◆ Source extract:
Understanding the architecture

A diskless boot system is comprised of a couple different component that enables the entire boot process to work.

  • First the machine requires a boot mechanism. This can be PXE, which is a feature of the network card to boot entirely from the network. This could also be a boot floppy, CD, USB key, or even a small hard drive used only to kickstart the boot process.
  • If the machine is booting using PXE, the PXE boot code acquires a DHCP/BOOTP address from a DHCP server that contains information on where to find the bootloader. This is similar to a Grub or LILO boot screen normally found on a Linux system. This PXE bootloader defines where the init filesystem (Initrd) and the kernel are located and can be downloaded using TFTP
  • If the machine is booting using a local media method, the bootloader on that media directs the boot environment to the init filesystem and the kernel.

◆ Records for this exercise:
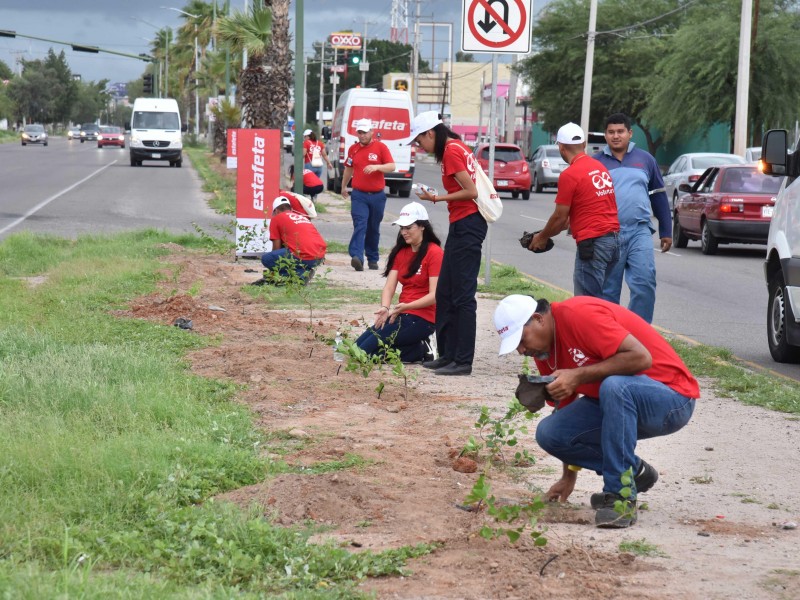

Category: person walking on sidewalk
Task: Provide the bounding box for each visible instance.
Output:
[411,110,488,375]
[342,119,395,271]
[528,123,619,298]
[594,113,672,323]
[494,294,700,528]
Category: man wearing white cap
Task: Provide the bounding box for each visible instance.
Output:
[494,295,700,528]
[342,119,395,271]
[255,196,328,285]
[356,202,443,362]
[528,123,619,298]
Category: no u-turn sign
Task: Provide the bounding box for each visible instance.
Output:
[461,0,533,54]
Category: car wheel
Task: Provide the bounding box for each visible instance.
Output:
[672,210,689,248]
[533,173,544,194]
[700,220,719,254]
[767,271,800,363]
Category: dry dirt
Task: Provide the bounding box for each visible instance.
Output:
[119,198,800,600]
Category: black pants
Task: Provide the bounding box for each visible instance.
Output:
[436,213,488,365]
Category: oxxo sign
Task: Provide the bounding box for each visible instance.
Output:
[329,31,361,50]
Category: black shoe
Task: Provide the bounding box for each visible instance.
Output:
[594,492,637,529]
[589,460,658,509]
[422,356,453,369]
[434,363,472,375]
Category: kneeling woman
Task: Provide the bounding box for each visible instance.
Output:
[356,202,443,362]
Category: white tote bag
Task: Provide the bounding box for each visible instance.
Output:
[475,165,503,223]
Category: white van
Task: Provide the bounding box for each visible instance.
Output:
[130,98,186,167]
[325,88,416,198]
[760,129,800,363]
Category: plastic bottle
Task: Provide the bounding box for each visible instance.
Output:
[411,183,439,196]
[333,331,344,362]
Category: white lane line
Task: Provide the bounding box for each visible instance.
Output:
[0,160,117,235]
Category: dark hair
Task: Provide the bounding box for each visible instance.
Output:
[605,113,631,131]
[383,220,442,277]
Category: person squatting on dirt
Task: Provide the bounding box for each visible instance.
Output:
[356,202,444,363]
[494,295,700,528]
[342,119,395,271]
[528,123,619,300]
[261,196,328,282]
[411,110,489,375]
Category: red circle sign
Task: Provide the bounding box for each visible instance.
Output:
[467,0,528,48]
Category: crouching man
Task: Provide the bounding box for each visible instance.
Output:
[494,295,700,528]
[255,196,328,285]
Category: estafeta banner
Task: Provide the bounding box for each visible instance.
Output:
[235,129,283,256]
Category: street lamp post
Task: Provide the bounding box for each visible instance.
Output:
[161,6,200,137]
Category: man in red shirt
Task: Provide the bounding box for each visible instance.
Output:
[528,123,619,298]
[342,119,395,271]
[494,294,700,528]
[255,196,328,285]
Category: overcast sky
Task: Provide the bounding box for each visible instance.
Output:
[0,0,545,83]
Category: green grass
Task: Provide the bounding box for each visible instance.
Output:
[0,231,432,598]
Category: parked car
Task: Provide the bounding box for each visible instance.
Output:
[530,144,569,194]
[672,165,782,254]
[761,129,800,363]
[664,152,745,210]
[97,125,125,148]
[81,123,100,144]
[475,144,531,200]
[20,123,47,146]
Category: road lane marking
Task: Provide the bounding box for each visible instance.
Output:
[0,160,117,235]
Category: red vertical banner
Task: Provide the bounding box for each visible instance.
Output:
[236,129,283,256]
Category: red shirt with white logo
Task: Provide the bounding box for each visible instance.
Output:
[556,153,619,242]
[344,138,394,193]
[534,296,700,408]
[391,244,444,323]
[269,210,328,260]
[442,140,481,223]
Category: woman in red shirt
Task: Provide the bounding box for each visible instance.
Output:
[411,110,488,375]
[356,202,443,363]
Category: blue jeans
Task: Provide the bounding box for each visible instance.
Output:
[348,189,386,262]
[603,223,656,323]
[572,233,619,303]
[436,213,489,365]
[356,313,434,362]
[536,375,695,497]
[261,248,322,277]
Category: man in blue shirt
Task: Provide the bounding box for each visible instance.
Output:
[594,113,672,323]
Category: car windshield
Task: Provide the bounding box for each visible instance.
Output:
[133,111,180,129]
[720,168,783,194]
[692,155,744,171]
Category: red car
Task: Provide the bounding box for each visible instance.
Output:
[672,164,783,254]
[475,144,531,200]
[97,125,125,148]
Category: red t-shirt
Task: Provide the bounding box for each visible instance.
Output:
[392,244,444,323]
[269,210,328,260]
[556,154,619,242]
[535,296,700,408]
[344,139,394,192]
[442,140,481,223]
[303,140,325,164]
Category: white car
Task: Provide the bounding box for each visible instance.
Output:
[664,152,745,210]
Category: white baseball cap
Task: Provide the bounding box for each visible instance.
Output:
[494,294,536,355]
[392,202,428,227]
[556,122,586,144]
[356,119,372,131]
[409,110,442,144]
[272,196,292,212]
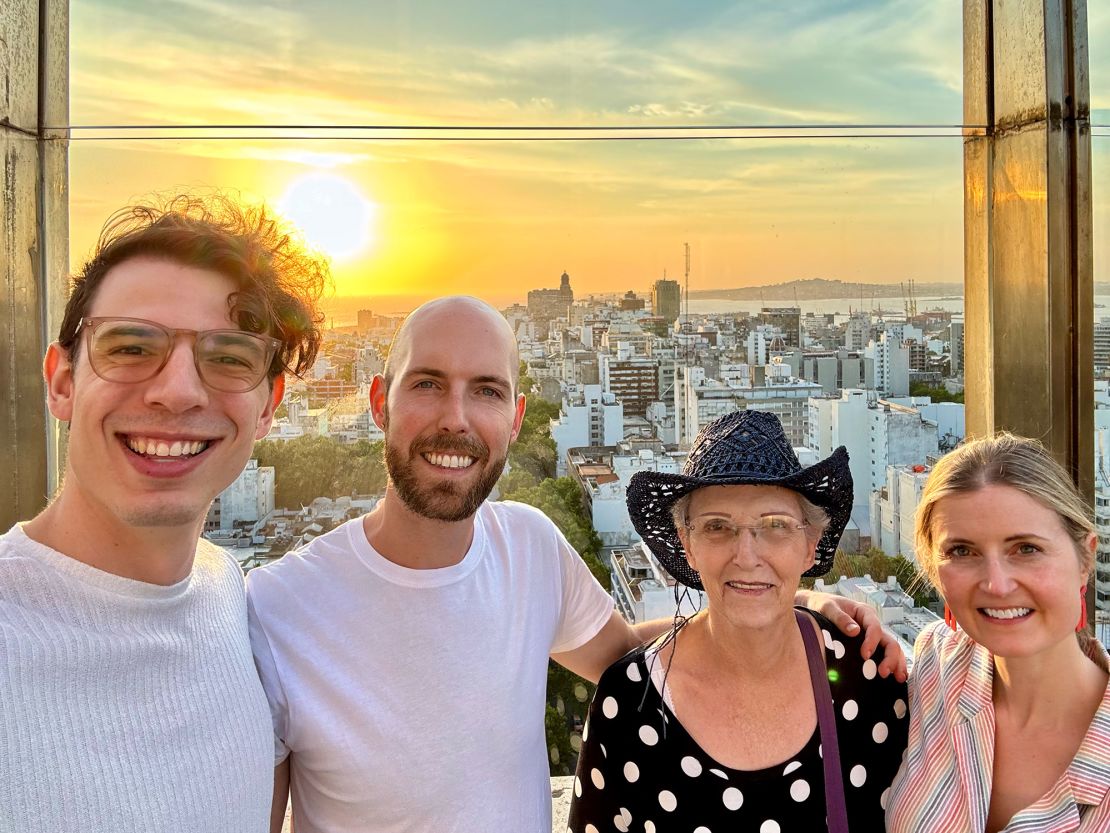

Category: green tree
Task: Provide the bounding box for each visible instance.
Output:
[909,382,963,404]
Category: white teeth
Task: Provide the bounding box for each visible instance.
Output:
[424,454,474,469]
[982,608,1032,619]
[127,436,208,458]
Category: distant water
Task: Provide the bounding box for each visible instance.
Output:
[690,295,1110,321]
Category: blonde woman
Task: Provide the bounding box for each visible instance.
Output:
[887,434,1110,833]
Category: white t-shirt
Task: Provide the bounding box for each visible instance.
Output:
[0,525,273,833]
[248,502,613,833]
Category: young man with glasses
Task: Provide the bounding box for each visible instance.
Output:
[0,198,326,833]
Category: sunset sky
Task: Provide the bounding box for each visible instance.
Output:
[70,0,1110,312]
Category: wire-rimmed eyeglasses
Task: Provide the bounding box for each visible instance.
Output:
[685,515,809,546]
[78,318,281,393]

...

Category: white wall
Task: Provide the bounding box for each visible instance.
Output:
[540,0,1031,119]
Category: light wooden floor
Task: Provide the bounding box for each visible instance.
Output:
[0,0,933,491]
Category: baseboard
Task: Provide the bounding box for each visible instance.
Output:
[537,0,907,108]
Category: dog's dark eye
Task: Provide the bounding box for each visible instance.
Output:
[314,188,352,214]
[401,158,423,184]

◆ Aim 1: In the diskless boot architecture text, which protocol is used to download the init filesystem and the kernel during a PXE boot?
◆ Aim 2: Copy the stretch of the listing from the line containing "Category: white lane line" through the line containing "[0,0,545,83]", including both, along with its requests. Multiply every bounding-box coordinate in the answers by 0.55 and round to the nearest whole number, with halves rounding up.

◆ Full output 1: TFTP.

◆ Full output 2:
Category: white lane line
Task: Provide the bounding box for each visible instance.
Output:
[0,88,64,129]
Category: dark hair
Task: Provide the bounding box for each visible instance.
Output:
[333,62,347,72]
[211,121,243,152]
Category: person squatting on dirt
Task: Provide the bounding box for each visible instance.
Output:
[196,111,244,200]
[272,162,385,290]
[188,65,217,149]
[290,68,340,165]
[144,108,180,155]
[226,61,269,206]
Category: red circle sign
Task: Provide the bounding box for each visible instance.
Output:
[257,0,290,26]
Category: crouching man
Task: Provide the bounding box for each visible instance.
Output:
[272,162,385,290]
[140,108,180,157]
Category: estafeta banner
Task: Provide the bounding box for each visible instance.
Output:
[129,71,156,141]
Category: street lamp post
Task: Provide the bounding box for each visible instance.
Output:
[89,3,110,75]
Category: man in red shirt
Task: Provide the bounding box for each visible instance.
Output:
[290,68,340,164]
[188,65,217,149]
[272,162,385,290]
[140,108,180,157]
Category: overcast sky
Task: Provide the bounding box for each visible instance.
Output:
[0,0,300,46]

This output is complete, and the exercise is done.